## [What the task asks]
Each line below that includes the word "glass" is to be reported.

## [Saved data entries]
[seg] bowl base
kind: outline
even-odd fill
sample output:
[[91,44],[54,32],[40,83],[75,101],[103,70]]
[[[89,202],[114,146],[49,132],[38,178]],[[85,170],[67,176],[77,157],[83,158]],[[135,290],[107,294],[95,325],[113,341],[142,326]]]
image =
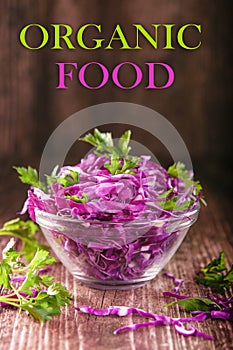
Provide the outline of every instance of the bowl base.
[[100,281],[100,280],[90,280],[85,277],[80,277],[77,275],[73,275],[79,282],[83,283],[87,287],[93,288],[93,289],[100,289],[100,290],[129,290],[129,289],[135,289],[140,288],[144,286],[148,281],[151,280],[142,280],[142,281]]

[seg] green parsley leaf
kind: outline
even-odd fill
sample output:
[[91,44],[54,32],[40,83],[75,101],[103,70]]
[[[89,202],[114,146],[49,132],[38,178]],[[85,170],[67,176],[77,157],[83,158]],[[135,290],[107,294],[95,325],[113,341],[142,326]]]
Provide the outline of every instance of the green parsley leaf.
[[47,294],[55,295],[59,306],[65,306],[66,301],[68,302],[68,300],[72,298],[70,292],[61,284],[61,282],[54,282],[50,285]]
[[72,201],[77,203],[87,203],[90,201],[90,198],[86,195],[86,193],[82,193],[82,197],[79,197],[78,195],[74,195],[74,196],[66,195],[65,198],[71,199]]
[[226,270],[226,262],[224,252],[220,252],[218,259],[213,259],[208,265],[201,269],[202,272],[217,271],[222,272]]
[[233,265],[227,271],[224,252],[221,252],[218,259],[213,259],[200,269],[195,276],[195,281],[224,294],[225,289],[229,290],[233,283]]
[[[73,297],[60,282],[54,282],[53,276],[39,275],[40,269],[53,264],[55,259],[48,251],[38,249],[31,262],[25,265],[20,260],[23,259],[21,252],[16,252],[13,246],[11,240],[3,250],[4,259],[0,262],[0,285],[9,290],[0,295],[0,303],[18,307],[41,322],[59,315],[61,306],[69,304]],[[12,268],[10,264],[16,261],[18,265]],[[15,276],[22,277],[21,285],[19,282],[14,285]]]
[[54,276],[42,275],[40,276],[40,283],[45,287],[51,286],[54,282]]
[[[195,190],[195,196],[198,197],[200,192],[202,192],[202,186],[199,181],[193,181],[191,175],[189,174],[188,170],[185,169],[185,165],[181,162],[174,163],[172,166],[168,168],[168,174],[170,176],[178,177],[181,180],[184,181],[186,185],[186,189],[188,189],[191,186],[194,186]],[[202,196],[200,198],[200,201],[203,205],[207,205],[204,197]]]
[[60,183],[63,187],[69,187],[78,184],[79,172],[73,170],[69,171],[70,173],[63,177],[58,177],[57,175],[46,175],[47,186],[51,186],[52,183]]
[[186,298],[173,301],[172,303],[164,305],[165,307],[180,305],[186,311],[210,311],[219,306],[209,298]]
[[11,288],[10,285],[10,274],[12,270],[10,265],[4,260],[0,263],[0,286],[4,288]]
[[113,147],[112,134],[109,132],[102,133],[98,129],[94,130],[93,135],[89,133],[84,137],[81,137],[79,140],[88,142],[95,147],[102,145],[106,150]]
[[[168,192],[168,191],[167,191]],[[162,196],[162,195],[161,195]],[[162,198],[162,197],[160,197]],[[159,205],[164,210],[186,210],[191,207],[193,204],[192,200],[186,200],[177,205],[177,196],[172,197],[171,199],[164,199],[159,202]]]
[[165,199],[165,198],[167,198],[167,197],[169,196],[169,194],[171,194],[173,191],[174,191],[174,189],[171,188],[170,190],[167,190],[167,191],[163,192],[162,194],[160,194],[160,195],[158,196],[158,198],[161,198],[161,199],[164,198],[164,199]]
[[131,173],[131,169],[137,168],[138,158],[134,157],[132,159],[125,158],[124,164],[121,169],[121,173]]
[[13,168],[17,171],[19,178],[23,183],[40,188],[43,191],[46,190],[45,184],[39,181],[36,169],[33,169],[30,166],[28,166],[28,168],[14,166]]
[[121,161],[118,158],[115,158],[114,156],[112,156],[111,163],[105,164],[104,167],[108,169],[112,175],[115,175],[117,171],[120,170],[121,168]]
[[47,265],[54,264],[56,259],[49,255],[47,250],[37,249],[33,259],[30,261],[28,268],[32,271],[44,269]]
[[95,129],[94,137],[97,142],[97,146],[102,144],[108,148],[113,147],[112,134],[110,132],[100,132],[98,129]]
[[131,147],[129,147],[130,137],[131,131],[127,130],[118,141],[118,147],[122,156],[127,156],[131,150]]
[[94,130],[94,134],[87,134],[81,137],[79,140],[90,143],[92,146],[96,147],[94,153],[97,155],[114,155],[119,156],[118,149],[113,144],[112,134],[110,132],[100,132],[98,129]]
[[46,302],[38,303],[34,301],[33,304],[22,304],[21,309],[40,322],[49,321],[52,319],[51,316],[60,314],[60,310],[56,310],[56,312],[54,312],[53,308],[49,307],[48,303]]
[[20,262],[21,253],[14,250],[15,240],[11,238],[6,247],[2,251],[3,261],[10,265],[12,269],[22,266]]
[[72,299],[73,297],[66,287],[60,282],[55,282],[46,292],[39,292],[32,302],[24,300],[21,303],[21,309],[40,322],[44,322],[51,320],[52,316],[60,315],[61,306],[70,304]]
[[224,281],[229,281],[230,283],[233,283],[233,264],[231,265],[230,270],[224,276]]
[[105,168],[110,171],[112,175],[116,174],[132,174],[134,172],[132,169],[137,167],[138,158],[134,157],[132,159],[125,158],[122,164],[122,161],[114,156],[111,157],[111,163],[105,164]]
[[179,177],[182,180],[190,180],[188,170],[185,170],[185,165],[181,162],[174,163],[168,168],[168,174],[174,177]]
[[19,238],[22,241],[21,254],[27,261],[30,261],[38,248],[48,249],[33,237],[37,231],[38,226],[32,220],[23,221],[17,218],[3,225],[0,229],[0,236]]
[[65,175],[64,177],[60,177],[57,179],[57,182],[59,182],[62,186],[64,187],[69,187],[69,186],[72,186],[72,185],[75,185],[78,183],[78,179],[79,179],[79,173],[78,172],[74,172],[74,171],[71,171],[72,173],[74,173],[75,175],[71,176],[70,175]]
[[118,146],[114,146],[111,133],[102,133],[98,129],[95,129],[93,135],[89,133],[80,138],[80,140],[95,146],[95,154],[104,154],[106,157],[110,158],[110,163],[105,164],[104,167],[108,169],[112,175],[123,173],[134,175],[131,169],[137,167],[138,158],[128,155],[131,149],[129,146],[130,136],[131,131],[127,130],[120,137]]
[[21,269],[20,271],[14,270],[14,272],[25,276],[22,285],[18,289],[20,292],[31,294],[31,289],[34,287],[38,287],[41,284],[40,276],[38,276],[36,271],[33,272],[30,269],[28,270],[27,266],[25,266],[25,268]]
[[97,155],[105,154],[107,157],[119,158],[120,156],[126,155],[128,149],[128,142],[130,137],[130,131],[125,132],[121,141],[119,140],[120,147],[114,146],[112,134],[109,132],[100,132],[98,129],[94,130],[93,135],[87,134],[84,137],[80,138],[81,141],[85,141],[95,146],[96,149],[94,153]]

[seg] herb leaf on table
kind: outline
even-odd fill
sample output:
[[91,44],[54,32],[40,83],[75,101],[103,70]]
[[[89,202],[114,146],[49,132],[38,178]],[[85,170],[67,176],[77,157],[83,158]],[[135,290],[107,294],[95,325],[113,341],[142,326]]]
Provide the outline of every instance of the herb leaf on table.
[[195,276],[195,281],[220,294],[224,294],[225,289],[229,290],[233,283],[233,264],[228,270],[224,252],[221,252],[218,259],[213,259],[208,265],[200,269]]
[[37,249],[32,260],[25,263],[21,252],[14,249],[14,243],[12,238],[3,250],[0,262],[0,285],[7,289],[0,296],[0,305],[17,307],[41,322],[50,320],[72,299],[65,286],[54,282],[53,276],[40,276],[41,269],[56,260],[48,251]]
[[173,306],[173,305],[180,305],[182,306],[186,311],[210,311],[213,310],[214,307],[220,308],[213,300],[209,298],[185,298],[177,301],[173,301],[172,303],[164,305],[167,306]]
[[38,226],[32,221],[23,221],[19,218],[6,222],[0,229],[0,236],[11,236],[22,241],[21,254],[27,261],[30,261],[35,251],[39,249],[48,250],[48,247],[41,244],[34,238]]

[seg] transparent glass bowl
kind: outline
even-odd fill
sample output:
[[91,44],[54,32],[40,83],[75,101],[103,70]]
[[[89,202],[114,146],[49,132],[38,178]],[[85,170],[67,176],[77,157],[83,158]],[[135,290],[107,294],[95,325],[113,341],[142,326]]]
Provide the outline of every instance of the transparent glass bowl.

## [Exercise solution]
[seg] transparent glass bowl
Provide the outline of every instance of the transparent glass bowl.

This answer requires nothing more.